### EXERCISE REQUIREMENTS:
Check every line below for the word "driveway" and copy each one that has it.

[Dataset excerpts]
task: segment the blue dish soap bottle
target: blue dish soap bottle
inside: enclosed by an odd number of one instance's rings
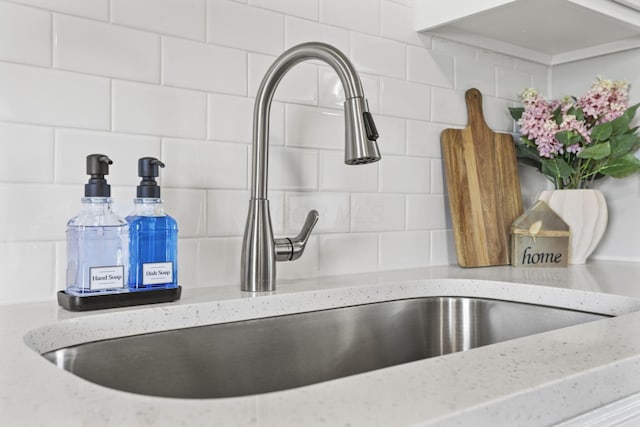
[[[66,293],[74,296],[126,292],[129,226],[111,208],[105,176],[113,162],[104,154],[87,156],[89,182],[82,210],[67,223]]]
[[[164,163],[154,157],[138,160],[142,178],[127,217],[130,230],[129,290],[169,289],[178,286],[178,223],[164,213],[156,182]]]

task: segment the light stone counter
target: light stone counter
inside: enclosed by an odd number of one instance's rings
[[[615,315],[293,390],[170,399],[101,387],[40,353],[82,342],[419,296],[506,299]],[[636,313],[634,313],[636,312]],[[640,264],[435,267],[300,280],[252,296],[185,289],[179,302],[70,313],[0,307],[2,426],[548,425],[640,392]]]

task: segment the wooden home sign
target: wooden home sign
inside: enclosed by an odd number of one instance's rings
[[[537,201],[511,225],[514,267],[566,267],[569,226],[544,201]]]

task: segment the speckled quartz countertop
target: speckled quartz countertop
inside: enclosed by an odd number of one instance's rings
[[[70,313],[0,307],[0,425],[548,425],[640,392],[640,264],[434,267],[282,282],[269,295],[186,289],[179,302]],[[475,296],[615,315],[293,390],[172,399],[108,389],[40,353],[83,342],[419,296]]]

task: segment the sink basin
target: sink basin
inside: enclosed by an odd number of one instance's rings
[[[43,356],[118,390],[218,398],[319,383],[606,317],[425,297],[90,342]]]

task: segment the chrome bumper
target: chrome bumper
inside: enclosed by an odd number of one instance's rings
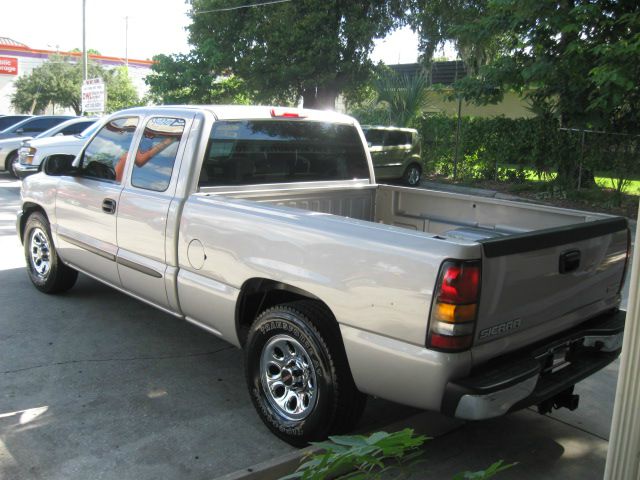
[[[626,313],[602,315],[529,351],[449,382],[442,411],[482,420],[537,405],[614,361],[622,349]]]
[[[16,174],[19,178],[28,177],[29,175],[38,173],[39,168],[39,165],[23,165],[22,163],[18,163],[15,166]]]

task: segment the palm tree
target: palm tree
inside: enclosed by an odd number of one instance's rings
[[[381,73],[373,82],[378,103],[387,106],[389,121],[398,127],[409,127],[427,106],[429,82],[424,73],[400,75]]]

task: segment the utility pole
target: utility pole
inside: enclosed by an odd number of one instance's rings
[[[129,71],[129,17],[124,17],[124,64]]]
[[[88,77],[87,65],[87,0],[82,0],[82,77]]]

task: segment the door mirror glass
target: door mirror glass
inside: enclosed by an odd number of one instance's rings
[[[75,155],[51,155],[43,160],[42,171],[52,177],[74,175],[77,171],[77,168],[73,166],[75,159]]]

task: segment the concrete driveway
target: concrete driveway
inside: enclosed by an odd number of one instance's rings
[[[211,479],[293,448],[246,390],[242,352],[84,275],[33,288],[0,173],[0,478]],[[362,428],[416,410],[369,403]]]
[[[293,450],[254,412],[239,350],[83,275],[64,295],[36,291],[19,186],[0,173],[0,478],[212,479]],[[501,458],[520,462],[504,478],[602,478],[616,378],[617,363],[579,384],[576,412],[468,424],[372,399],[360,428],[414,416],[444,434],[417,478]]]

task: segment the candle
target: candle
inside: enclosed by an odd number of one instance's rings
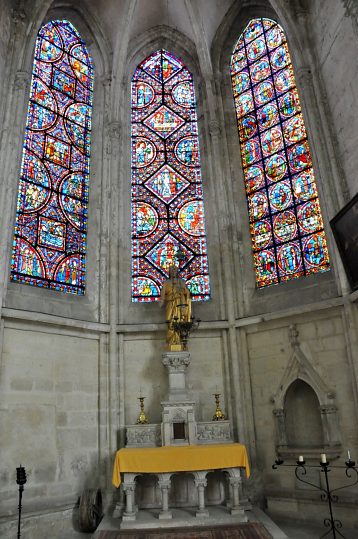
[[[327,463],[326,453],[322,453],[322,454],[321,454],[321,462],[322,462],[323,464],[326,464],[326,463]]]
[[[303,461],[304,461],[303,455],[300,455],[300,456],[298,457],[298,462],[303,462]]]
[[[351,460],[351,452],[349,451],[349,449],[347,451],[347,454],[348,454],[348,460]]]

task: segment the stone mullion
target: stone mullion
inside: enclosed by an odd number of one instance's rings
[[[96,81],[95,81],[96,82]],[[100,86],[101,84],[101,86]],[[115,176],[112,171],[112,156],[113,146],[118,142],[116,130],[112,124],[105,127],[105,120],[110,117],[110,97],[111,97],[111,79],[105,77],[99,84],[98,89],[101,89],[101,100],[98,99],[98,105],[101,110],[93,110],[95,115],[98,114],[101,122],[98,125],[98,151],[101,148],[100,155],[102,156],[101,164],[98,164],[98,177],[100,182],[100,208],[99,216],[99,317],[101,322],[109,322],[110,332],[100,336],[99,341],[99,369],[98,369],[98,421],[99,421],[99,464],[100,464],[100,482],[104,488],[111,488],[111,474],[113,454],[117,450],[117,409],[118,409],[118,389],[116,387],[117,380],[117,334],[115,324],[117,321],[116,310],[111,303],[113,302],[112,294],[112,264],[116,260],[117,251],[113,249],[113,234],[110,233],[112,223],[112,214],[114,212],[112,205],[115,197],[109,197],[111,193],[112,178]],[[101,114],[102,112],[102,114]],[[93,155],[92,159],[96,156]],[[91,189],[91,179],[90,179]],[[95,208],[90,211],[95,212]],[[95,222],[95,221],[94,221]],[[116,235],[114,236],[116,237]],[[113,285],[112,285],[113,286]],[[114,296],[115,297],[115,296]],[[114,318],[114,319],[113,319]]]
[[[245,328],[238,329],[237,345],[240,357],[240,394],[242,395],[242,442],[247,445],[248,451],[250,453],[251,464],[252,466],[255,466],[257,461],[257,446],[255,435],[253,396],[251,390],[249,347],[247,343],[247,333]]]
[[[331,111],[318,68],[312,40],[307,32],[307,12],[300,9],[297,12],[300,28],[300,38],[306,52],[307,63],[295,69],[303,116],[308,126],[308,141],[311,153],[314,151],[313,167],[319,172],[320,182],[317,182],[319,202],[324,217],[324,230],[328,240],[329,255],[337,270],[339,290],[348,291],[348,284],[341,261],[335,248],[335,242],[328,219],[349,200],[349,190],[344,176],[342,164],[338,156],[338,142],[333,131],[330,118]],[[314,122],[313,122],[314,118]],[[317,175],[317,174],[316,174]],[[327,185],[325,188],[324,185]],[[324,195],[324,196],[322,196]]]
[[[0,301],[6,294],[9,281],[9,268],[11,259],[12,237],[14,234],[16,201],[19,185],[24,128],[29,92],[30,77],[23,71],[17,72],[14,84],[14,96],[8,104],[9,118],[5,121],[8,130],[3,139],[2,154],[5,159],[2,163],[2,197],[0,201],[0,214],[2,218],[1,229],[6,233],[0,240]],[[11,94],[11,92],[10,92]],[[21,111],[20,113],[17,111]]]
[[[301,106],[306,105],[304,120],[310,126],[308,140],[311,147],[318,146],[318,152],[315,151],[315,153],[316,161],[318,160],[319,168],[322,168],[323,172],[320,177],[324,178],[329,186],[329,189],[325,189],[324,192],[326,205],[329,208],[329,216],[332,217],[349,200],[349,190],[337,154],[338,143],[333,132],[333,126],[328,120],[332,114],[324,83],[320,76],[314,46],[307,32],[307,28],[309,28],[307,12],[299,10],[297,19],[307,64],[296,67],[295,74],[299,84]],[[315,116],[314,122],[311,120],[313,114]],[[337,189],[338,186],[340,189]]]
[[[217,93],[218,93],[218,107],[220,111],[220,116],[222,119],[222,124],[225,125],[224,122],[224,109],[223,109],[223,103],[224,103],[224,97],[223,97],[223,83],[221,78],[221,73],[219,73],[220,76],[217,76],[216,78],[216,84],[217,84]],[[233,111],[233,114],[235,112]],[[226,134],[226,133],[225,133]],[[225,155],[225,166],[229,163],[229,156],[228,156],[228,148],[226,143],[223,140],[224,138],[221,137],[221,146],[224,149],[224,155]],[[239,141],[238,143],[238,149],[239,149]],[[228,167],[227,167],[228,168]],[[227,171],[227,176],[230,178],[229,170]],[[232,182],[232,180],[231,180]],[[235,189],[234,186],[231,183],[231,188],[228,186],[228,191],[231,192],[230,199],[235,202]],[[245,206],[246,208],[246,206]],[[233,222],[236,223],[236,220],[233,216]],[[236,229],[235,229],[235,232]],[[233,257],[233,265],[235,271],[236,267],[240,267],[240,260],[238,256],[238,251],[232,250],[232,257]],[[243,288],[241,286],[235,286],[235,282],[238,282],[239,278],[242,278],[242,273],[235,274],[234,279],[231,285],[231,290],[229,293],[231,293],[231,296],[233,296],[234,291],[236,290],[236,297],[239,302],[238,312],[234,313],[234,316],[244,314],[244,298],[242,290]],[[244,338],[243,338],[244,335]],[[247,406],[248,401],[247,398],[241,397],[241,395],[251,396],[251,387],[250,387],[250,380],[249,380],[249,366],[248,366],[248,350],[247,350],[247,341],[246,341],[246,334],[244,332],[239,332],[239,335],[236,335],[235,331],[231,331],[229,329],[228,332],[228,344],[231,343],[231,350],[233,351],[230,356],[232,357],[232,363],[231,365],[228,365],[228,400],[230,401],[230,410],[229,413],[231,414],[231,417],[233,419],[233,423],[235,425],[235,433],[239,437],[240,441],[245,443],[250,443],[250,447],[255,447],[254,441],[255,441],[255,432],[254,432],[254,420],[253,420],[253,410],[252,406]],[[239,354],[237,351],[239,350]],[[227,353],[224,357],[227,357]],[[241,369],[242,369],[242,375],[241,375]],[[230,380],[232,381],[232,384],[230,384]],[[240,385],[240,393],[237,395],[237,391],[235,391],[235,385]],[[233,393],[232,393],[233,391]],[[235,417],[233,416],[233,406],[231,404],[231,395],[235,395],[235,402],[234,402],[234,411],[235,411]],[[252,455],[251,457],[253,459],[256,459],[256,450],[252,449],[251,451]]]
[[[9,59],[7,61],[6,77],[4,77],[3,114],[1,130],[1,158],[2,182],[0,188],[0,306],[9,281],[9,267],[11,256],[12,235],[15,223],[16,198],[19,183],[19,171],[22,159],[22,146],[25,132],[27,101],[31,75],[27,71],[17,71],[18,62],[15,60],[19,54],[16,43],[22,46],[24,39],[24,14],[14,10],[12,16],[12,30],[8,45]],[[5,99],[5,96],[7,98]],[[1,308],[1,307],[0,307]]]
[[[108,106],[107,114],[110,118],[111,100],[110,86],[108,85]],[[106,197],[109,209],[108,223],[108,290],[109,290],[109,351],[108,351],[108,409],[109,409],[109,454],[111,457],[118,449],[117,434],[119,429],[119,364],[118,364],[118,308],[119,308],[119,252],[118,252],[118,231],[119,228],[119,187],[118,175],[120,171],[120,124],[117,120],[108,122],[105,152],[108,162],[108,176],[110,178]],[[111,233],[114,231],[114,234]],[[109,481],[110,477],[108,477]]]

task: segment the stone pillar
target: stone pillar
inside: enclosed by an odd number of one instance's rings
[[[334,404],[322,404],[320,406],[323,444],[325,446],[340,445],[339,423],[337,417],[337,406]]]
[[[285,410],[283,408],[276,408],[276,410],[273,411],[273,415],[275,416],[276,425],[276,446],[286,447],[287,436],[285,426]]]
[[[232,491],[231,514],[236,515],[240,511],[239,487],[241,477],[229,477],[229,483]]]
[[[195,486],[198,489],[198,510],[196,512],[197,517],[208,517],[209,511],[205,508],[205,487],[207,485],[206,479],[207,471],[196,472],[195,474]]]
[[[133,474],[130,474],[131,476]],[[135,493],[135,477],[130,477],[126,480],[126,477],[124,477],[123,481],[123,491],[126,495],[126,508],[123,513],[123,520],[135,520],[136,514],[134,509],[134,493]]]
[[[168,369],[169,401],[187,399],[186,369],[190,364],[189,352],[165,352],[163,365]]]
[[[225,470],[228,473],[230,501],[227,507],[232,515],[241,516],[241,522],[247,522],[244,509],[240,506],[240,488],[241,488],[241,472],[240,468],[228,468]]]
[[[159,513],[159,519],[172,518],[172,513],[169,511],[169,489],[171,486],[170,475],[160,474],[158,486],[162,493],[162,510]]]

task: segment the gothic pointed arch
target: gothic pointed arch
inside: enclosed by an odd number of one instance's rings
[[[84,294],[93,67],[67,20],[37,35],[11,280]]]
[[[170,265],[210,297],[193,77],[161,49],[132,78],[132,300],[159,299]]]
[[[259,288],[329,269],[300,99],[285,34],[252,19],[231,79]]]

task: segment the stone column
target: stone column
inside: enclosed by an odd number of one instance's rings
[[[165,352],[163,365],[168,370],[169,401],[188,399],[186,369],[190,364],[189,352]]]
[[[320,406],[321,421],[323,429],[323,443],[325,446],[340,445],[339,423],[337,417],[337,406],[334,404],[322,404]]]
[[[273,410],[276,425],[276,447],[287,446],[285,411],[283,408]]]
[[[229,483],[232,491],[232,505],[231,505],[231,514],[237,515],[240,512],[240,497],[239,497],[239,487],[241,483],[241,477],[229,477]]]
[[[240,507],[240,488],[241,488],[241,472],[240,468],[230,468],[225,470],[228,475],[229,483],[229,492],[230,492],[230,501],[227,504],[227,507],[230,508],[230,513],[232,515],[241,515],[241,522],[246,522],[247,517],[245,516],[244,509]]]
[[[132,474],[131,474],[132,475]],[[126,509],[123,513],[123,520],[135,520],[136,514],[134,510],[134,493],[135,493],[136,483],[134,478],[124,478],[123,481],[123,491],[126,495]]]
[[[209,511],[205,508],[205,487],[207,485],[206,479],[207,471],[205,472],[196,472],[195,476],[195,486],[198,489],[198,511],[196,512],[197,517],[208,517]]]
[[[160,474],[158,486],[162,492],[162,510],[159,513],[159,519],[172,518],[172,513],[169,511],[169,489],[171,486],[170,475]]]

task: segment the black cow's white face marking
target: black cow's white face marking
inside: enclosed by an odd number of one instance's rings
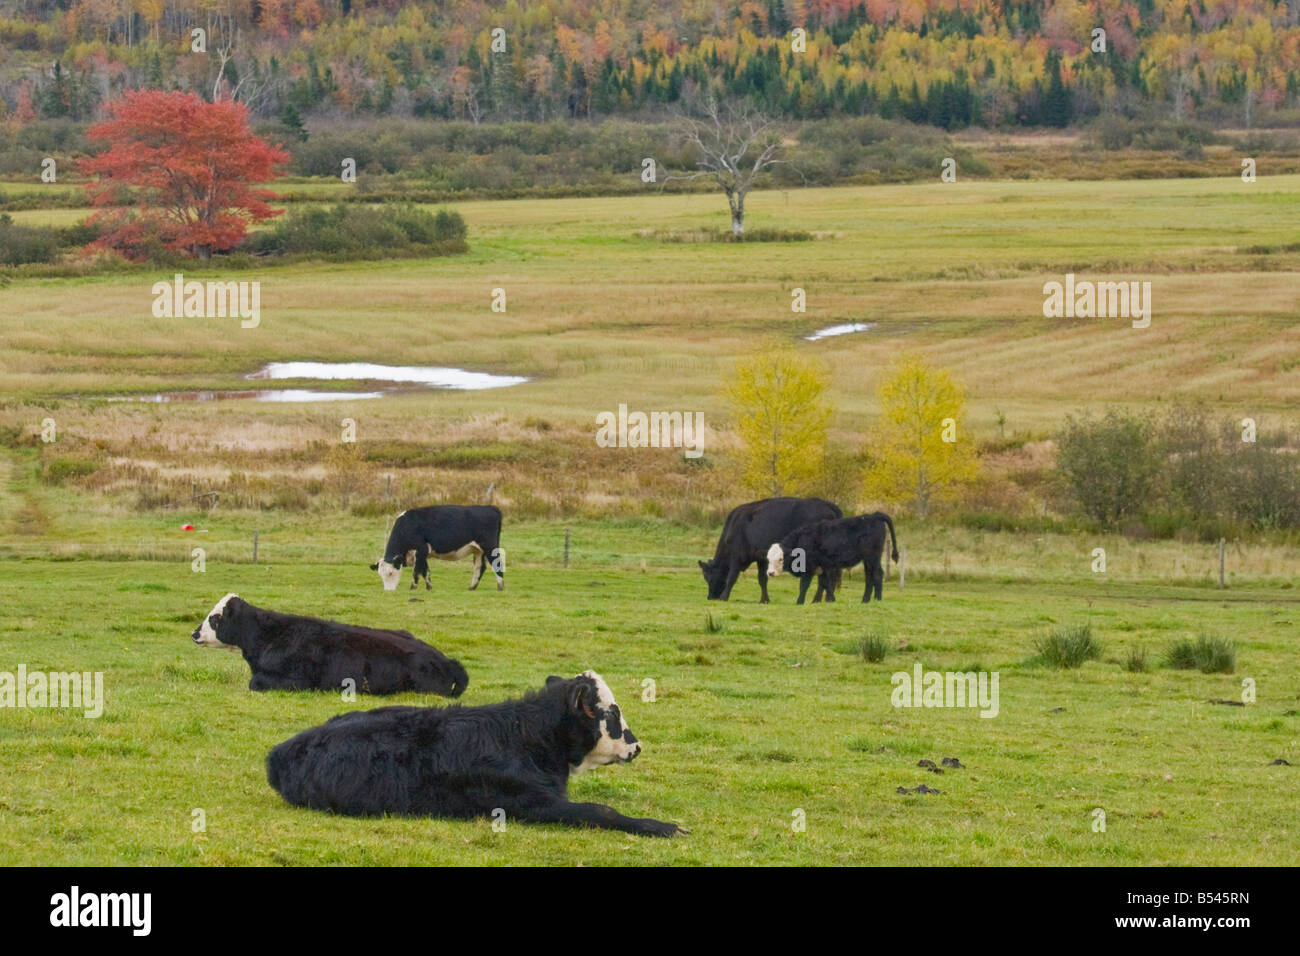
[[[785,569],[785,555],[781,552],[781,545],[774,544],[767,549],[767,576],[774,578]]]
[[[582,758],[582,763],[573,766],[573,772],[583,773],[592,767],[610,763],[627,763],[641,752],[641,744],[623,722],[623,714],[618,709],[618,704],[614,703],[609,685],[595,671],[583,671],[578,676],[590,678],[596,684],[593,716],[598,722],[596,743]]]
[[[402,569],[396,564],[389,564],[387,558],[379,559],[379,566],[375,568],[379,572],[379,580],[383,582],[385,591],[396,591],[398,582],[402,580]]]
[[[208,612],[208,616],[203,619],[203,623],[196,627],[191,635],[195,644],[200,647],[224,647],[227,650],[239,650],[234,644],[227,644],[217,637],[217,629],[221,626],[221,615],[226,609],[226,602],[234,597],[239,597],[239,595],[227,594]]]

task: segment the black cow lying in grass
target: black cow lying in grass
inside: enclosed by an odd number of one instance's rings
[[[641,752],[600,675],[548,677],[522,700],[486,707],[381,707],[304,730],[266,758],[266,776],[300,807],[349,816],[458,819],[502,810],[506,822],[685,832],[570,803],[569,775]]]
[[[798,603],[802,604],[814,574],[825,578],[832,571],[851,568],[861,562],[867,579],[862,602],[865,604],[871,600],[873,590],[876,600],[883,600],[881,586],[885,581],[885,569],[881,566],[880,555],[885,550],[886,528],[889,529],[892,543],[890,555],[897,562],[898,540],[894,537],[894,522],[889,519],[889,515],[877,511],[875,514],[834,518],[797,528],[768,550],[767,573],[776,577],[784,564],[789,562],[790,573],[800,575]],[[827,601],[835,600],[836,583],[838,578],[826,589]]]
[[[253,607],[227,594],[194,629],[194,643],[239,651],[250,690],[419,691],[459,697],[469,675],[459,661],[409,631],[357,627]],[[351,680],[351,685],[343,682]]]

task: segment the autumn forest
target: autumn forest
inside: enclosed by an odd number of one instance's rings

### YOUR SOLUTION:
task: segment the concrete driveway
target: concrete driveway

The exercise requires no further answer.